*Assigned task*.
Reproduce exactly the lines below, from the first one through the line containing "the beige wall.", and omit any pictures.

*Extracted entries*.
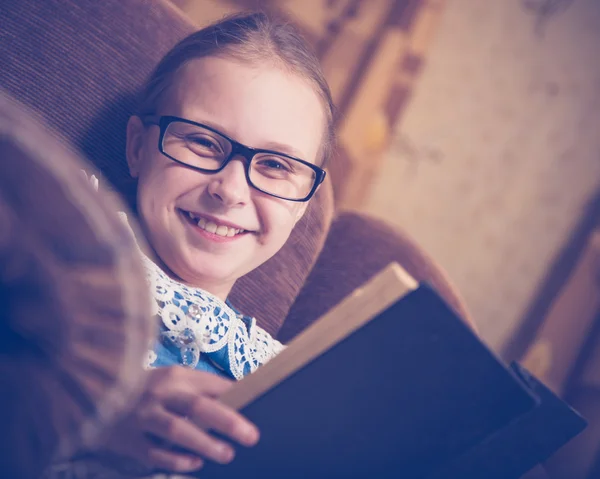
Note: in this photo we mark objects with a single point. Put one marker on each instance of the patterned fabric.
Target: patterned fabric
(200, 331)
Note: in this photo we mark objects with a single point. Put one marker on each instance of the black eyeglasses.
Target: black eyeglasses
(205, 149)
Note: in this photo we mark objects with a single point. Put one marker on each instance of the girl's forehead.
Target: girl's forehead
(254, 104)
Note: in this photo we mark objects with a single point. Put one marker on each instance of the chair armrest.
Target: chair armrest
(357, 247)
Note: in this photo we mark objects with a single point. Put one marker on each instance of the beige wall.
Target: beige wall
(499, 151)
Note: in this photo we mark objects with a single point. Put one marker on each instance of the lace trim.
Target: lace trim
(197, 322)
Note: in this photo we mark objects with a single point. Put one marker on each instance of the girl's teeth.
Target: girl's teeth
(222, 230)
(211, 227)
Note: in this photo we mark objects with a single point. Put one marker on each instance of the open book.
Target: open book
(391, 383)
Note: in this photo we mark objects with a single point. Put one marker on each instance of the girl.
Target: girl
(228, 145)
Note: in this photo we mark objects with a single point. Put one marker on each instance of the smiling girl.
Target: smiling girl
(228, 145)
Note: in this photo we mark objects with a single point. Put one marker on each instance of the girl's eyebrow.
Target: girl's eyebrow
(283, 148)
(271, 145)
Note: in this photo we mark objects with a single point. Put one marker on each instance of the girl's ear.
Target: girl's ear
(135, 143)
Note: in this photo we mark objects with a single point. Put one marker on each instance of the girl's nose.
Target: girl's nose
(230, 186)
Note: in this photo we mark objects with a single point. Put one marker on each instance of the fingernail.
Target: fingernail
(193, 464)
(249, 434)
(225, 453)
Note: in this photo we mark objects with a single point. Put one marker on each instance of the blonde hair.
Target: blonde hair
(248, 38)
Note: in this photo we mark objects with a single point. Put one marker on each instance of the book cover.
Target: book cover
(391, 383)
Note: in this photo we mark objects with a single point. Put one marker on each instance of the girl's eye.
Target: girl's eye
(206, 143)
(273, 163)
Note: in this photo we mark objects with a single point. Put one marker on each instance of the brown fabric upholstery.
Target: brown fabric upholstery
(79, 63)
(357, 248)
(74, 308)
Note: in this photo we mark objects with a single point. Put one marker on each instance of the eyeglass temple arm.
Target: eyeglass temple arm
(150, 119)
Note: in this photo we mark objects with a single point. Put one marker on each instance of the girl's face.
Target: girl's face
(261, 107)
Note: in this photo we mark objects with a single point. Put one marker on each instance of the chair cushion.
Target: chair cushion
(80, 63)
(357, 248)
(74, 309)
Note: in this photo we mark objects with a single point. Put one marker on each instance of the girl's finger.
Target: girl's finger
(171, 461)
(210, 413)
(176, 430)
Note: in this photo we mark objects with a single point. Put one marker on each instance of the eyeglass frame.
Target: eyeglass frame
(237, 149)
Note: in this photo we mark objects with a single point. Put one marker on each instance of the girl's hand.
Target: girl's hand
(178, 408)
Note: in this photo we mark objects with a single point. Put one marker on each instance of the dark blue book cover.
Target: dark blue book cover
(410, 392)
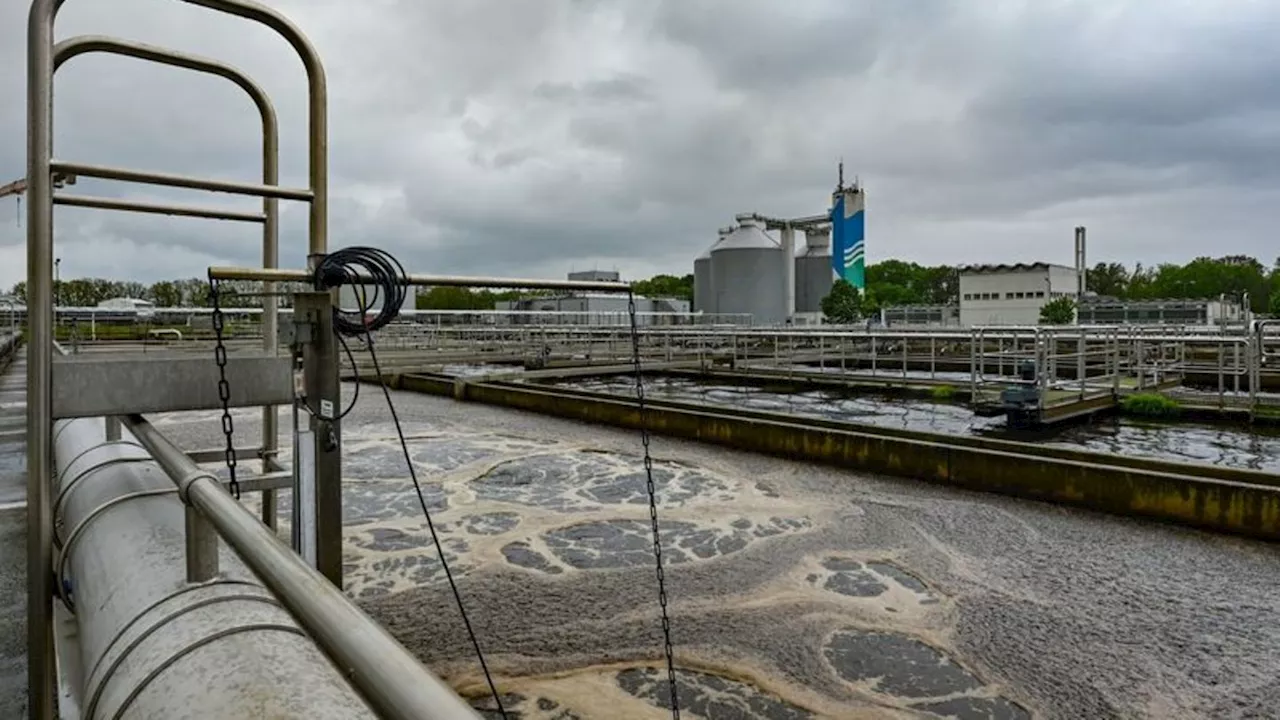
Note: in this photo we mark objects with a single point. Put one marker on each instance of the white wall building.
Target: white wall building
(1011, 295)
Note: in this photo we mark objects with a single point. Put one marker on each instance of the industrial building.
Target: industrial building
(746, 270)
(1095, 310)
(920, 315)
(1013, 295)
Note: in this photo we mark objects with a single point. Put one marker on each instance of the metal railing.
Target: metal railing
(387, 675)
(42, 59)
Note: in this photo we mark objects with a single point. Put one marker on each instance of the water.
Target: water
(796, 591)
(1256, 449)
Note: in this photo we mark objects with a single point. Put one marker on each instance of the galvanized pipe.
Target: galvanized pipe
(151, 643)
(282, 274)
(393, 682)
(170, 180)
(41, 669)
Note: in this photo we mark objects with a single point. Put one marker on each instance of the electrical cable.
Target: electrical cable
(369, 267)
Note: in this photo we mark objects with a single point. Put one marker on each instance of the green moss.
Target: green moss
(1150, 405)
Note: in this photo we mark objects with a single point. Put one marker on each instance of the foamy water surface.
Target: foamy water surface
(795, 591)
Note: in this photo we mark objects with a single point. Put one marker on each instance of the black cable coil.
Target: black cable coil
(364, 268)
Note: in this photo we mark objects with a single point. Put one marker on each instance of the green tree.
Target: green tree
(165, 294)
(1109, 278)
(1057, 311)
(666, 286)
(844, 304)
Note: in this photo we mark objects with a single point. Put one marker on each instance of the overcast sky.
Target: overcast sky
(533, 137)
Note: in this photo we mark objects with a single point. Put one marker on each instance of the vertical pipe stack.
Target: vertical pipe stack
(151, 643)
(789, 272)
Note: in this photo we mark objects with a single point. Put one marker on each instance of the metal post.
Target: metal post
(201, 547)
(904, 359)
(973, 367)
(321, 387)
(41, 671)
(933, 356)
(1079, 360)
(113, 428)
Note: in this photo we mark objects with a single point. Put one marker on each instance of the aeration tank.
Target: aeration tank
(704, 288)
(748, 273)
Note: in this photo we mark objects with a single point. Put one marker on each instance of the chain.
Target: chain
(653, 505)
(224, 388)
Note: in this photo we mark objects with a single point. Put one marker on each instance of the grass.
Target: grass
(1151, 405)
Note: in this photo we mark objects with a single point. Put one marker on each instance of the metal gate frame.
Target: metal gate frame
(42, 60)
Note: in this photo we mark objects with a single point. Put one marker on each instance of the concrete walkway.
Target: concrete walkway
(13, 540)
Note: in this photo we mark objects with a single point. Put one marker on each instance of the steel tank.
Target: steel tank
(813, 270)
(704, 288)
(749, 273)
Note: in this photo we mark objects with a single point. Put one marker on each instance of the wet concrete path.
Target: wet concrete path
(13, 540)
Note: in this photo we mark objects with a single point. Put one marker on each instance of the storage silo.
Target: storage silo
(813, 270)
(748, 273)
(704, 291)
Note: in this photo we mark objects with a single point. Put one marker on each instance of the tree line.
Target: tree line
(890, 282)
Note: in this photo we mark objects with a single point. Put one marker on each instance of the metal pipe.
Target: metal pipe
(318, 108)
(158, 208)
(41, 670)
(170, 180)
(140, 621)
(393, 682)
(282, 274)
(74, 46)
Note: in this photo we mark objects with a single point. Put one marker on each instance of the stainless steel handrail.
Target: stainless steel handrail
(388, 677)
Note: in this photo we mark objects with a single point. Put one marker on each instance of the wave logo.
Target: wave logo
(849, 237)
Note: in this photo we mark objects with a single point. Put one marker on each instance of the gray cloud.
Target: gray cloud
(504, 137)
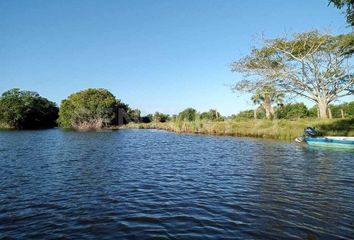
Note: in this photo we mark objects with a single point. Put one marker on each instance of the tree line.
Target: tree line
(99, 108)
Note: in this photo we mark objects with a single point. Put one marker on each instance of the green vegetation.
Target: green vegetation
(266, 96)
(311, 65)
(26, 110)
(349, 9)
(292, 111)
(276, 129)
(88, 109)
(288, 123)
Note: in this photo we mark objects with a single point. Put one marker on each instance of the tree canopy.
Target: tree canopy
(89, 109)
(349, 9)
(189, 114)
(312, 65)
(26, 110)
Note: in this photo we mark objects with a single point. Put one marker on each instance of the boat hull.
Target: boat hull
(331, 141)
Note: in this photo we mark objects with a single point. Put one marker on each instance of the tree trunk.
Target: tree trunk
(255, 113)
(269, 110)
(323, 109)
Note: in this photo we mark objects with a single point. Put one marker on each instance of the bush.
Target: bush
(160, 117)
(189, 114)
(249, 114)
(348, 110)
(292, 111)
(211, 115)
(147, 119)
(89, 109)
(26, 110)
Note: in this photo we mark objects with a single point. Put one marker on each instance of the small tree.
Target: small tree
(88, 109)
(266, 96)
(189, 114)
(349, 11)
(26, 110)
(311, 65)
(211, 115)
(292, 111)
(160, 117)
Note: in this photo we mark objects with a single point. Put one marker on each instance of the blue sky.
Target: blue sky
(155, 55)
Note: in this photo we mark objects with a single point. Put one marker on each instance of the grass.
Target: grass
(275, 129)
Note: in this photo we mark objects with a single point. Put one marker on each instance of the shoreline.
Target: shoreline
(266, 129)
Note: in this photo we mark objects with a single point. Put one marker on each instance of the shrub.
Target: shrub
(89, 109)
(26, 110)
(189, 114)
(292, 111)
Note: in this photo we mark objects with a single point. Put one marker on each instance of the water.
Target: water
(142, 184)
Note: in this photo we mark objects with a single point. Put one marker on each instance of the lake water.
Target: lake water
(141, 184)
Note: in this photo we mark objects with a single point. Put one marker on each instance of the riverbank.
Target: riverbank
(275, 129)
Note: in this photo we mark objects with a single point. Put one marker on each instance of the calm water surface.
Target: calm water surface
(141, 184)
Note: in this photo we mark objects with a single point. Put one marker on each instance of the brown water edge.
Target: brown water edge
(275, 129)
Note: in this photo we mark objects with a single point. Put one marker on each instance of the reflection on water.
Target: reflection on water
(150, 184)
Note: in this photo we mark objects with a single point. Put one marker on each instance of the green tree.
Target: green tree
(147, 119)
(189, 114)
(160, 117)
(211, 115)
(311, 65)
(266, 96)
(292, 111)
(89, 109)
(134, 115)
(349, 9)
(26, 110)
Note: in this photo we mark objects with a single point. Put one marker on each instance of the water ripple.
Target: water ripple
(143, 184)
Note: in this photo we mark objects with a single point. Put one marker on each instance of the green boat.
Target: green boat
(311, 138)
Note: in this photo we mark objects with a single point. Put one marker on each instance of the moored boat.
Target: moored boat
(331, 141)
(311, 138)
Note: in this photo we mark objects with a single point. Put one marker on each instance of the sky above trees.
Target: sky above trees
(155, 55)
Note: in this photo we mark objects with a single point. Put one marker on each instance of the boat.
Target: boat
(311, 138)
(330, 141)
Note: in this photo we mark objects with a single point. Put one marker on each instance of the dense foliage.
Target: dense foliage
(89, 109)
(189, 114)
(349, 9)
(312, 65)
(293, 111)
(211, 115)
(160, 117)
(26, 110)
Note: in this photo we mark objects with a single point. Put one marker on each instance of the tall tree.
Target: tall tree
(349, 11)
(267, 96)
(311, 65)
(26, 110)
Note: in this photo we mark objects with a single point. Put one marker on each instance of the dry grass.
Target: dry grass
(276, 129)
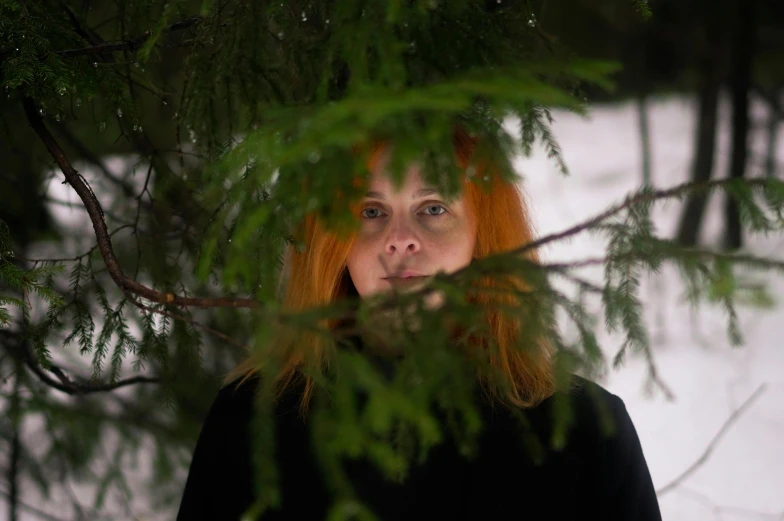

*Task result*.
Note: in this photo we mark objects with a single point. Put one marker on each instance of the patterned fabric.
Target: patterned fabric
(200, 331)
Note: in this photo we mark objects with a single point. Put one marker on each instance of the black eyeglasses.
Target: black eyeglasses
(205, 149)
Note: in this photo we mark objects with a single point. Put one marker on each instance of the girl's forehead.
Target: girl's forehead
(254, 104)
Note: in this photo we mark objects with a single point. Put one marker on each instance of the chair armrest.
Target: chair armrest
(357, 247)
Note: in this photo we mark objects with a single point. Put one marker on each instance of the beige wall.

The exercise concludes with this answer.